→ Document excerpt:
The Telephone Call
The Telephone Call
15 minutes, 20 seconds
Curated by John S. Weber together with Aaron Betsky, Janet Bishop, Kathleen Forde, Adrienne Gagnon, and Benjamin Weil for the group exhibition, 010101: Art in Technological Times.
|This is the only time I’ve produced a second piece for a museum. The first one, the audio walk from 1997, used the structure of the building as a memory map. This one, a video walk, created a narrative that involved interactions with people in the space, but still used the architecture as a baseline. The basis of the narrative was about how our minds invent scenarios from chance meetings between people. The piece was largely about self-induced anxieties and how the fears we have change our perception of our world.
hear woman in front of you talking about her fear of frogs. I can’t go into Chinatown even in case I see a store selling frog legs …
Janet Batrachophobia … Frogs in my soup. Frogs in my bed, crawling up my legs. Frogs falling from the sky … What am I afraid of ?
the audio shifts to scary music as I say these things image shifts to an apartment, walking down a hallway. look through doorway and see a woman in a black slip on the bed. sound of cell phone rings beside you. sound of getting telephone out of bag. visuals go back to that of museum in front of you
Bernard What are you thinking about ?

→ Dataset content:
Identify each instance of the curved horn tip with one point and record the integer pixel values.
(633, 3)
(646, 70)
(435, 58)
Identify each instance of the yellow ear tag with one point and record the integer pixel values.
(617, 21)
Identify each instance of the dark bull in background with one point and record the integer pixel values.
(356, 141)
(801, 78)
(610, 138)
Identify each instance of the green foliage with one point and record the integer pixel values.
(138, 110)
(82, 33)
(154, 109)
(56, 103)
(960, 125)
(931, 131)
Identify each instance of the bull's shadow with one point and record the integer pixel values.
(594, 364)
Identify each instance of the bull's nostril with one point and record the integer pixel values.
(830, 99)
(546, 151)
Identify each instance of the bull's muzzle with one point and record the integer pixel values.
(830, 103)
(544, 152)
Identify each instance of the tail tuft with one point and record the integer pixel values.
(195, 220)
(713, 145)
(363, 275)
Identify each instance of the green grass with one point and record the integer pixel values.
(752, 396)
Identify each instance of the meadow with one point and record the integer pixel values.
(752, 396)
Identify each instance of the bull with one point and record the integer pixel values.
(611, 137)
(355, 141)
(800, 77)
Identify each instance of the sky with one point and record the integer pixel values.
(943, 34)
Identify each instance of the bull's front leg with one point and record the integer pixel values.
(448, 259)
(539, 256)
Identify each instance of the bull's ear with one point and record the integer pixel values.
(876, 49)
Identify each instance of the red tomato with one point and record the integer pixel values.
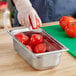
(29, 47)
(32, 45)
(36, 39)
(65, 20)
(22, 38)
(37, 23)
(40, 48)
(70, 29)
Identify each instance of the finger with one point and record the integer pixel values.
(20, 19)
(26, 20)
(39, 20)
(33, 20)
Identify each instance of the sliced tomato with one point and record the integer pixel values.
(22, 38)
(40, 48)
(65, 20)
(37, 23)
(36, 39)
(29, 47)
(70, 29)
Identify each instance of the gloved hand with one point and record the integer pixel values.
(25, 10)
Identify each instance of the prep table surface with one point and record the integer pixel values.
(12, 64)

→ Stated goal A:
Answer these about the text on The Telephone Call:
(i) How long does the piece run?
(ii) In what year was the audio walk made?
(iii) What is the woman in front of you afraid of?
→ Stated goal B: Duplicate the part of the records that runs from the line containing "Identify each instance of the finger" through the end of the records, with both ends included.

→ Task response A:
(i) 15 minutes, 20 seconds
(ii) 1997
(iii) Frogs

→ Task response B:
Identify each instance of the finger with one point and record the integer pixel values.
(20, 19)
(26, 20)
(39, 20)
(33, 20)
Identify each instance of the sliced tomato with one point and record the integer pixel values.
(22, 38)
(40, 48)
(65, 20)
(37, 23)
(36, 39)
(29, 47)
(70, 29)
Identify each instance of the gloved hand with one point and record the integer pixel values.
(25, 10)
Identify each instance of the prep table surface with one point and record the integer pixel values.
(12, 64)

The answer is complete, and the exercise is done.